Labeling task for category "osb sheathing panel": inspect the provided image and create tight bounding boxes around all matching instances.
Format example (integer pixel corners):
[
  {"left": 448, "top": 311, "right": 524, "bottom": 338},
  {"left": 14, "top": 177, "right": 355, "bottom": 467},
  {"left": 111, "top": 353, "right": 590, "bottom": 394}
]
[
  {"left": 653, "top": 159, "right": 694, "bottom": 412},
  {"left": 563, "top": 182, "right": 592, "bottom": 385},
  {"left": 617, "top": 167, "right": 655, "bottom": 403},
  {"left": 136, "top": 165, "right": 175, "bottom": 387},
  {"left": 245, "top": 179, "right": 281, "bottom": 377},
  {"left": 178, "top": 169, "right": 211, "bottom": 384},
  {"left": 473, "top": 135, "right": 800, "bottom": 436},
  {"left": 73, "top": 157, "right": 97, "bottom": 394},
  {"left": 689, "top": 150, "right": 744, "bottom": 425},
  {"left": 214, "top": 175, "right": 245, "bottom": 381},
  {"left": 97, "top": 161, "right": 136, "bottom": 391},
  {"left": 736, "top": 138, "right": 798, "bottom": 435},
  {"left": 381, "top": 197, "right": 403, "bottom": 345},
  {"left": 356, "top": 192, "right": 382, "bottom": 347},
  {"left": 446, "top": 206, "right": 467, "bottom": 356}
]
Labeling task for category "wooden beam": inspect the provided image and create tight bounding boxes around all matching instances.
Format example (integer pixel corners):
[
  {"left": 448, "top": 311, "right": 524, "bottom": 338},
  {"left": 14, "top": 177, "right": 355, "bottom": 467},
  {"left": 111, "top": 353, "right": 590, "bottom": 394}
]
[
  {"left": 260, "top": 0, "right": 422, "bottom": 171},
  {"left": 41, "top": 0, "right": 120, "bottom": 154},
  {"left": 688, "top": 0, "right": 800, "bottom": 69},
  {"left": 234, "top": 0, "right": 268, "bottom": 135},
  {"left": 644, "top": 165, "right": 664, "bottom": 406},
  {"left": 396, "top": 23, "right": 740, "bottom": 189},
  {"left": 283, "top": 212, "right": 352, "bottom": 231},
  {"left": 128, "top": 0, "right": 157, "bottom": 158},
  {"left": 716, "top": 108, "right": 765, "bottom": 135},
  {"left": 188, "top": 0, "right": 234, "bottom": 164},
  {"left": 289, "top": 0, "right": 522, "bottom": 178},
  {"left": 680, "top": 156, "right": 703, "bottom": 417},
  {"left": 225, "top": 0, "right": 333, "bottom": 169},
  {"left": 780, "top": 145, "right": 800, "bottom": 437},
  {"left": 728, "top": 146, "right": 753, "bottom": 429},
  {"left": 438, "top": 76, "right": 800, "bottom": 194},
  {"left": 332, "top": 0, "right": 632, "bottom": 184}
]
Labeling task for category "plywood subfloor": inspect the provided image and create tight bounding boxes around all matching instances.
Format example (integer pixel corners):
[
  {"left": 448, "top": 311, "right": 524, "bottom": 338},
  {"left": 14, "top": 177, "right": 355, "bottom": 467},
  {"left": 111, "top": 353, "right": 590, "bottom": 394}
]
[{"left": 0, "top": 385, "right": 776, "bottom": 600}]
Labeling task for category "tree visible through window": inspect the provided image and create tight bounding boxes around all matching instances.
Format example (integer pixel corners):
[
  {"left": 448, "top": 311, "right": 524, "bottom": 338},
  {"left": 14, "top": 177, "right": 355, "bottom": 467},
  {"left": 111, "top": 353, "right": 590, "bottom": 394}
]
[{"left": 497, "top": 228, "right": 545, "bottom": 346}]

************

> [YOUR OBJECTIVE] How many lines in the entries above contain the word "tight"? Reply with the number alone.

> [EXERCISE RESPONSE] 4